EXERCISE DETAILS — Return the full listing exactly as it is written.

MATERIAL FOR THE TASK —
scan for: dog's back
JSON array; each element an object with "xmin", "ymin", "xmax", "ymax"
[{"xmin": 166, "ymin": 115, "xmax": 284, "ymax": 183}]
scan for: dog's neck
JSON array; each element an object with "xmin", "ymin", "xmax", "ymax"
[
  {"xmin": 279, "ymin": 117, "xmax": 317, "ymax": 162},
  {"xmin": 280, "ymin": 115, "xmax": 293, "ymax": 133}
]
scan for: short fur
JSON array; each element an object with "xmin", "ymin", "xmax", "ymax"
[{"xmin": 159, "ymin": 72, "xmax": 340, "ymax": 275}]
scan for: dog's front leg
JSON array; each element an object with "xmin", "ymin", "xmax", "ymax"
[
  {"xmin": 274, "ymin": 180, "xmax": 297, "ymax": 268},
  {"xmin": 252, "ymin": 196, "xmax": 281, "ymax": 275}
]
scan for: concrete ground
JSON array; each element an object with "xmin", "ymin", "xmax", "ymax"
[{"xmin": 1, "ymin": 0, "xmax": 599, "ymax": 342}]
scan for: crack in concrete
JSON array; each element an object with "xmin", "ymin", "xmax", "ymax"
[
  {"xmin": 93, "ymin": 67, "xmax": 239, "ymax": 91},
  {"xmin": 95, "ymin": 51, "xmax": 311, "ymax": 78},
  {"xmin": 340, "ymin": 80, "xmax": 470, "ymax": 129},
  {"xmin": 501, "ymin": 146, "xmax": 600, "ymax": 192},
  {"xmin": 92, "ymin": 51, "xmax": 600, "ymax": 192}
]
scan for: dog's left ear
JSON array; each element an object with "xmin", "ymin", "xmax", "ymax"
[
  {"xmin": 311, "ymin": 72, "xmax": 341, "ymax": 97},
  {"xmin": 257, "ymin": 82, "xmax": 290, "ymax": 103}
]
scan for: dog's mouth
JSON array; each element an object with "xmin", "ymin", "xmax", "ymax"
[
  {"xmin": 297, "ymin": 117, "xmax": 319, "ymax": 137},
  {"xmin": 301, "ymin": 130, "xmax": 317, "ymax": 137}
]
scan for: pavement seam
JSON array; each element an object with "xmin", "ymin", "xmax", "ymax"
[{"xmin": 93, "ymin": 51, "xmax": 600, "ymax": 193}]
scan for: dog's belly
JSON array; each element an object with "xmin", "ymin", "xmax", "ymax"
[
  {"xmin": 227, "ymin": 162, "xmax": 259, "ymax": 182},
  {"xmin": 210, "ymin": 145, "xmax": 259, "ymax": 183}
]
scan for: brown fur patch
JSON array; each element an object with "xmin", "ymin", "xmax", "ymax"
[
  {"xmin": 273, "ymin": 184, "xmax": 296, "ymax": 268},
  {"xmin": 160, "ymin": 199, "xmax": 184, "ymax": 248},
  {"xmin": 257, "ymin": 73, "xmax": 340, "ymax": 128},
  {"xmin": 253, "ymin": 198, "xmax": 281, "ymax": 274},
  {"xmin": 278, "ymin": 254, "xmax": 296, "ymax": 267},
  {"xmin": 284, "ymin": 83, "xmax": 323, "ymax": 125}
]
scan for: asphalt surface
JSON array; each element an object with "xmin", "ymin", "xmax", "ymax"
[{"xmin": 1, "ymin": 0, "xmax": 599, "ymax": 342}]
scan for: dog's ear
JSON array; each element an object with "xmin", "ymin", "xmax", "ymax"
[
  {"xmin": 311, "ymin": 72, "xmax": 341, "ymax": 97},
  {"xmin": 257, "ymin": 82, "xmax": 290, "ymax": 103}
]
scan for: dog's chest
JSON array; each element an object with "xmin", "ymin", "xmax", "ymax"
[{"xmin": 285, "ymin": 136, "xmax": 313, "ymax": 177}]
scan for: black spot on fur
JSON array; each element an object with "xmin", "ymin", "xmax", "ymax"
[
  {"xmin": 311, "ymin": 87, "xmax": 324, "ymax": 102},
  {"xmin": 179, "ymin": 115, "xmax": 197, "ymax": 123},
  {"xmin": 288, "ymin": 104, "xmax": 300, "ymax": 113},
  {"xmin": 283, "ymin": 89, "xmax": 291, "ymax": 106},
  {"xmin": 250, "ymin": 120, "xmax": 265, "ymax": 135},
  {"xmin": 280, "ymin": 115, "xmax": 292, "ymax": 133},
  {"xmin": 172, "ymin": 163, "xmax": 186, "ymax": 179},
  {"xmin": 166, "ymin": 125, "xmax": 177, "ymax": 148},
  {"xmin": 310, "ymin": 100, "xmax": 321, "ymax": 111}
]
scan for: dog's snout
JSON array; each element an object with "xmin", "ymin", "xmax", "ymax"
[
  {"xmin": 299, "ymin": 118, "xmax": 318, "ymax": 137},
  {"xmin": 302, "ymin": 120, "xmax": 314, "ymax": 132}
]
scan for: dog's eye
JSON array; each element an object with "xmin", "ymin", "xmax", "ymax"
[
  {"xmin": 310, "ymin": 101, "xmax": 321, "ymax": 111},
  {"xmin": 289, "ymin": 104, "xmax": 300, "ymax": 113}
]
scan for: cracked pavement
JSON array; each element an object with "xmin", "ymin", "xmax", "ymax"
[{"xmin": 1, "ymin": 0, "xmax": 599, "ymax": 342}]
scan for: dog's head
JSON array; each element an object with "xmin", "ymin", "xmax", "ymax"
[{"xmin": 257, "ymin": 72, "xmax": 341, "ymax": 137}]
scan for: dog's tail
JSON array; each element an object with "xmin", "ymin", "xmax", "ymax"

ANSWER SECTION —
scan for: dog's back
JSON array; each element an object with "xmin", "ymin", "xmax", "ymax"
[{"xmin": 166, "ymin": 115, "xmax": 284, "ymax": 183}]
scan for: dog's neck
JSON array; each element an object with "xmin", "ymin", "xmax", "ymax"
[
  {"xmin": 279, "ymin": 117, "xmax": 317, "ymax": 162},
  {"xmin": 280, "ymin": 115, "xmax": 293, "ymax": 133}
]
scan for: short fur
JSON array; each element an object with "xmin", "ymin", "xmax", "ymax"
[{"xmin": 159, "ymin": 72, "xmax": 340, "ymax": 275}]
scan for: dog's front leg
JSON array; each element an object with "xmin", "ymin", "xmax", "ymax"
[
  {"xmin": 274, "ymin": 180, "xmax": 297, "ymax": 268},
  {"xmin": 252, "ymin": 196, "xmax": 281, "ymax": 275}
]
scan for: concrete ground
JSON array; each element an object with "xmin", "ymin", "xmax", "ymax"
[{"xmin": 1, "ymin": 0, "xmax": 599, "ymax": 342}]
scan for: crack in concrete
JSON array; each element an object with "xmin", "ymin", "xmax", "ymax"
[
  {"xmin": 93, "ymin": 67, "xmax": 239, "ymax": 91},
  {"xmin": 95, "ymin": 51, "xmax": 311, "ymax": 78},
  {"xmin": 340, "ymin": 80, "xmax": 470, "ymax": 129},
  {"xmin": 501, "ymin": 146, "xmax": 600, "ymax": 192},
  {"xmin": 92, "ymin": 51, "xmax": 600, "ymax": 192}
]
scan for: dog's left ear
JSON array; each element an object with "xmin", "ymin", "xmax", "ymax"
[
  {"xmin": 311, "ymin": 72, "xmax": 341, "ymax": 97},
  {"xmin": 257, "ymin": 82, "xmax": 290, "ymax": 103}
]
scan for: dog's mouth
JSON array; each element an object with "xmin", "ymin", "xmax", "ymax"
[
  {"xmin": 297, "ymin": 117, "xmax": 319, "ymax": 137},
  {"xmin": 301, "ymin": 130, "xmax": 317, "ymax": 137}
]
scan for: pavement seam
JSON array; each element an object with "xmin", "ymin", "xmax", "ymax"
[{"xmin": 93, "ymin": 51, "xmax": 600, "ymax": 193}]
scan for: dog's belly
JSON array; each element an object with "xmin", "ymin", "xmax", "ymax"
[
  {"xmin": 227, "ymin": 162, "xmax": 259, "ymax": 182},
  {"xmin": 210, "ymin": 145, "xmax": 259, "ymax": 183}
]
scan for: brown fur patch
JSON array; each element an object with "xmin", "ymin", "xmax", "ymax"
[
  {"xmin": 273, "ymin": 184, "xmax": 296, "ymax": 268},
  {"xmin": 160, "ymin": 199, "xmax": 184, "ymax": 248},
  {"xmin": 257, "ymin": 73, "xmax": 340, "ymax": 128},
  {"xmin": 253, "ymin": 198, "xmax": 281, "ymax": 274},
  {"xmin": 278, "ymin": 254, "xmax": 296, "ymax": 267},
  {"xmin": 284, "ymin": 83, "xmax": 323, "ymax": 125}
]
scan for: asphalt surface
JSON array; each element an object with "xmin", "ymin", "xmax", "ymax"
[{"xmin": 1, "ymin": 0, "xmax": 599, "ymax": 342}]
scan for: dog's ear
JSON array; each element an object with "xmin", "ymin", "xmax", "ymax"
[
  {"xmin": 311, "ymin": 72, "xmax": 341, "ymax": 97},
  {"xmin": 257, "ymin": 82, "xmax": 290, "ymax": 103}
]
scan for: dog's chest
JSON array; each element an object with "xmin", "ymin", "xmax", "ymax"
[{"xmin": 285, "ymin": 136, "xmax": 313, "ymax": 177}]
scan for: black spot on fur
JSON array; each element an object with "xmin", "ymin", "xmax", "ymax"
[
  {"xmin": 311, "ymin": 87, "xmax": 324, "ymax": 102},
  {"xmin": 179, "ymin": 115, "xmax": 197, "ymax": 123},
  {"xmin": 288, "ymin": 104, "xmax": 300, "ymax": 113},
  {"xmin": 283, "ymin": 89, "xmax": 291, "ymax": 106},
  {"xmin": 250, "ymin": 120, "xmax": 265, "ymax": 135},
  {"xmin": 280, "ymin": 115, "xmax": 292, "ymax": 133},
  {"xmin": 172, "ymin": 163, "xmax": 186, "ymax": 179},
  {"xmin": 166, "ymin": 125, "xmax": 177, "ymax": 148},
  {"xmin": 310, "ymin": 100, "xmax": 321, "ymax": 111}
]
scan for: dog's snout
JSON array; each element an object with "xmin", "ymin", "xmax", "ymax"
[
  {"xmin": 299, "ymin": 118, "xmax": 318, "ymax": 137},
  {"xmin": 302, "ymin": 120, "xmax": 314, "ymax": 132}
]
scan for: dog's eye
JSON array; each element an object with "xmin", "ymin", "xmax", "ymax"
[
  {"xmin": 310, "ymin": 101, "xmax": 321, "ymax": 111},
  {"xmin": 289, "ymin": 104, "xmax": 300, "ymax": 113}
]
scan for: cracked pavement
JSON array; each element an object with "xmin", "ymin", "xmax", "ymax"
[{"xmin": 1, "ymin": 0, "xmax": 599, "ymax": 342}]
scan for: dog's head
JSON array; each element an object with "xmin", "ymin", "xmax", "ymax"
[{"xmin": 257, "ymin": 72, "xmax": 341, "ymax": 137}]
scan for: dog's tail
JSON array; each element an object with "xmin", "ymin", "xmax", "ymax"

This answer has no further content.